What the exercise asks:
Transcribe the lines of the records starting with the one that has "like (408, 157)." in it and ending with the last, and transcribe nothing else.

┌─ Dataset records

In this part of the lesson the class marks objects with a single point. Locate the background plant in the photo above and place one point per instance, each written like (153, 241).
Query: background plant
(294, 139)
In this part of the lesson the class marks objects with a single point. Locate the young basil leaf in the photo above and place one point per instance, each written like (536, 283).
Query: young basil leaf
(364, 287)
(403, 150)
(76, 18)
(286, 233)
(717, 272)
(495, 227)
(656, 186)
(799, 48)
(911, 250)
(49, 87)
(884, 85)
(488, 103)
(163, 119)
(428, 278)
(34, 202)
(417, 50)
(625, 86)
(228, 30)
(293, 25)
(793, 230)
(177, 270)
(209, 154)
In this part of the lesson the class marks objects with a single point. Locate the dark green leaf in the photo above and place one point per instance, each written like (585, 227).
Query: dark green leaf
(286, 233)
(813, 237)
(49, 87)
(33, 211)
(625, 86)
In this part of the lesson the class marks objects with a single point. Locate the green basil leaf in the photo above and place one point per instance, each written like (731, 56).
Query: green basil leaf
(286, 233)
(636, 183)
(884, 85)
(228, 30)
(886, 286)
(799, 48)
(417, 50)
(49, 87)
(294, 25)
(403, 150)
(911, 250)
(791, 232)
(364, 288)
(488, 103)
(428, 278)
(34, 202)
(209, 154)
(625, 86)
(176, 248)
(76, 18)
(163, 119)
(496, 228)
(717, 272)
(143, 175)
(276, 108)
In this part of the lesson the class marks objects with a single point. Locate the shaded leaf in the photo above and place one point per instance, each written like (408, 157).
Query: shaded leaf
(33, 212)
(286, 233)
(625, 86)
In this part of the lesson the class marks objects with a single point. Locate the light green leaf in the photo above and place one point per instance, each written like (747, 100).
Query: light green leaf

└─

Exercise result:
In this part of the lesson the class marks objects with a single point. Locate the shaded leaf in the photo above and place one point per instance, each written like (408, 157).
Query: shaded leaf
(33, 212)
(286, 233)
(625, 86)
In this part of the lesson the class marks objects with a single point. Locate the light green leaf in the photo above and place one point per instance, each written like (747, 100).
Query: light green leaf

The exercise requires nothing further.